== Work to complete ==
Retype the records below exactly as they appear.

== Extracted entries ==
------------------------
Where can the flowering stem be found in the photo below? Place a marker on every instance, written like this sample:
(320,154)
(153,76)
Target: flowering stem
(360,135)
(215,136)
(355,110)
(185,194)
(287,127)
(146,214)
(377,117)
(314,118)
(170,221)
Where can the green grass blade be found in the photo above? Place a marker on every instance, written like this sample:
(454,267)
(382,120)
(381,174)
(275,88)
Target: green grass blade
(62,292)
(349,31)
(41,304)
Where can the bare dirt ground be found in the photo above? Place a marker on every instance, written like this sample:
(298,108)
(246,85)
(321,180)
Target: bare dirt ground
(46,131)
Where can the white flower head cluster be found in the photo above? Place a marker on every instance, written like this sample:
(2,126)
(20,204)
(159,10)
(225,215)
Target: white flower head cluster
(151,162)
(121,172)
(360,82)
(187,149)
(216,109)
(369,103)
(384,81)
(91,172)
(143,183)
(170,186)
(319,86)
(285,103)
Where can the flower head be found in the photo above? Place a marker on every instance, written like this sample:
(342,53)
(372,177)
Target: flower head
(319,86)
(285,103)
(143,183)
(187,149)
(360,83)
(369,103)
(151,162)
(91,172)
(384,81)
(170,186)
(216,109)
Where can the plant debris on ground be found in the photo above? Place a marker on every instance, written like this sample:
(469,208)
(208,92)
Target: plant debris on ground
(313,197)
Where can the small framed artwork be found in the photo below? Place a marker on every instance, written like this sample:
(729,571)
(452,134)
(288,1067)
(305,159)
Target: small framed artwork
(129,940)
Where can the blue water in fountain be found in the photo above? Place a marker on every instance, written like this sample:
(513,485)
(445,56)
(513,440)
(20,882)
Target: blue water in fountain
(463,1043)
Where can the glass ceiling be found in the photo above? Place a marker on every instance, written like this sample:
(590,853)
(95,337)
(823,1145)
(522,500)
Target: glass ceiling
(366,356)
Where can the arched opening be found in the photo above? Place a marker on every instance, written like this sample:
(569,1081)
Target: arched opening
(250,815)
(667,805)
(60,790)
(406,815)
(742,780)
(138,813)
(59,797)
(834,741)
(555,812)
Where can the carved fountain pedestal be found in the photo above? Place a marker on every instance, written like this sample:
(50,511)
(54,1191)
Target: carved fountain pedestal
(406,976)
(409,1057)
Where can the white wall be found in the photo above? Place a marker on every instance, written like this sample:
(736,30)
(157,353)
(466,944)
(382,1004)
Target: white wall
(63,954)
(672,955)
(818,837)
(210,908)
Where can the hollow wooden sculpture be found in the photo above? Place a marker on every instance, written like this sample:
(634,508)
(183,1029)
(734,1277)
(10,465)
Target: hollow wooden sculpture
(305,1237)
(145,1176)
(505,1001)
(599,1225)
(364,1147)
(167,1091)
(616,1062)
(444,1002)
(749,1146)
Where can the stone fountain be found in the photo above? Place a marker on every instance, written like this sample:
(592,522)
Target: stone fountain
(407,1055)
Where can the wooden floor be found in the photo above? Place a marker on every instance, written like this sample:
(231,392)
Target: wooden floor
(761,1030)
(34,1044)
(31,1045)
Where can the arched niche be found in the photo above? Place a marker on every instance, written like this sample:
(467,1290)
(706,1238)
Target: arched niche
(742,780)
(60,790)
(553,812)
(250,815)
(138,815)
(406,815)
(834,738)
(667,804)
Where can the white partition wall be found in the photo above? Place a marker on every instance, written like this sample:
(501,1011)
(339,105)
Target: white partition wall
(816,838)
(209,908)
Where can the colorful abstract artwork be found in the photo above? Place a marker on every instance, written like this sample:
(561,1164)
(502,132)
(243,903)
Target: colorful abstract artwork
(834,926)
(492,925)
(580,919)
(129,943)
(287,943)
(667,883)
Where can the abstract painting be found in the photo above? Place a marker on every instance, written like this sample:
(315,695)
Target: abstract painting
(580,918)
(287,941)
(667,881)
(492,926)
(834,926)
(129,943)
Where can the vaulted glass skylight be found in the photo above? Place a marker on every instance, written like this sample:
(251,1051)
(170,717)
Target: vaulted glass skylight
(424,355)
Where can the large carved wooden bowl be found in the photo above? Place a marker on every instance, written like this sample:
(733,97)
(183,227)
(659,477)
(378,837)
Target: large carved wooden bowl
------------------------
== Correct answer ==
Where can the flowering stem be found in the photo below? Place a marker on every instance, written like this sample:
(320,154)
(153,76)
Target: flowering stem
(360,135)
(215,136)
(355,110)
(185,194)
(287,127)
(146,214)
(377,117)
(314,118)
(170,221)
Where can the green grass blade be found in the photo above? Place a marker on every instance, written like this sample:
(454,267)
(382,120)
(381,174)
(275,88)
Target: green grass blade
(62,292)
(349,31)
(41,304)
Where can the bare dirt ground be found in the photo above? Place a marker on every instance, written like this sample:
(298,108)
(246,85)
(321,180)
Target: bare dirt ground
(46,131)
Where can the white flower head cluster be found in the photo above? Place a marker on every instance, written like this sample:
(2,126)
(20,204)
(159,10)
(225,215)
Target: white flower head cluster
(151,162)
(121,172)
(360,82)
(187,149)
(216,109)
(369,103)
(384,81)
(91,172)
(143,183)
(170,186)
(319,86)
(285,103)
Where can the flower head be found in the photo above? Place a marker on every instance, written like this sample:
(342,53)
(372,177)
Target: flower head
(319,86)
(285,103)
(143,183)
(187,149)
(360,83)
(369,103)
(151,162)
(91,172)
(384,81)
(170,186)
(216,109)
Where can the plant debris on ground be found in the photo above? Place a marker on every instance, written like this sample:
(469,208)
(208,92)
Target: plant debris on ground
(313,197)
Where can the small framed artwork be found in the photo below? Place a marker on every instance, written like this sample:
(729,571)
(452,134)
(288,1067)
(305,159)
Target: small framed artwork
(129,940)
Where can the blue water in fountain be found in the photo above? Place a marker on every instance, written like this sample:
(513,485)
(445,56)
(513,440)
(20,882)
Target: blue water in fountain
(463,1043)
Where can the glass ceiling be found in the photo above? Place a marker on every instance, written like this sample:
(590,853)
(95,337)
(823,1145)
(522,500)
Target: glass ceiling
(366,356)
Where can the arched opening be found in the photo above? Place a marker on every instance, written like this sample:
(569,1081)
Target: arched opening
(250,815)
(667,805)
(60,790)
(406,815)
(742,780)
(138,813)
(59,797)
(834,741)
(555,812)
Where can the carved fountain pedestal be found in the photo above? Place a marker on every instance, written like this sample:
(50,511)
(54,1191)
Target: carved fountain pedestal
(406,976)
(409,1057)
Where can the white wall be found in the photo above? Place a marker on every instance, written like this sample:
(736,30)
(157,353)
(466,944)
(382,1004)
Target: white wall
(63,954)
(672,955)
(818,837)
(210,908)
Where can the hollow wooden sculpture be found in the photo above? Place a marker on every instance, written like this sample:
(634,508)
(183,1029)
(734,1277)
(10,465)
Target: hollow wooden sculpture
(305,1237)
(145,1176)
(505,1001)
(599,1225)
(364,1147)
(167,1091)
(616,1062)
(444,1002)
(749,1146)
Where can the stone fountain be found in the photo above? Place a marker on every instance, written like this sample:
(592,522)
Target: stone fountain
(407,1055)
Where can the wooden floor be found in the photo above? Place a marker on every instance, written like this sample:
(231,392)
Target: wooden floor
(761,1030)
(34,1044)
(31,1045)
Where can the arched niche be found in the photo above? Place a marker on every instance, written like this sample:
(467,1290)
(706,1238)
Target: arched niche
(742,780)
(60,790)
(553,812)
(250,815)
(138,815)
(406,815)
(834,738)
(667,804)
Where can the white partition wall be found in the photo above? Place a marker on every instance, written like this sample:
(501,1011)
(339,105)
Target: white partition wall
(816,838)
(209,908)
Where can the colorful abstract artwork be found in the photo above? Place a marker on every instance, written like this sample:
(561,1164)
(502,132)
(243,903)
Target: colorful abstract artwork
(834,926)
(492,925)
(580,919)
(129,943)
(287,943)
(667,883)
Where can the abstract painting be found in the photo above? Place a marker on every instance, written like this sample:
(315,695)
Target: abstract painting
(580,918)
(287,941)
(667,881)
(492,926)
(834,926)
(129,943)
Where can the vaulted glass skylight be found in the photo above? Place a marker on every instance, written like this sample:
(251,1051)
(170,717)
Target: vaulted glass skylight
(424,355)
Where can the large carved wooden bowl be found in the photo above? Place a marker on every instance, written like this sample:
(733,97)
(183,227)
(659,477)
(378,837)
Target: large carved wooden bowl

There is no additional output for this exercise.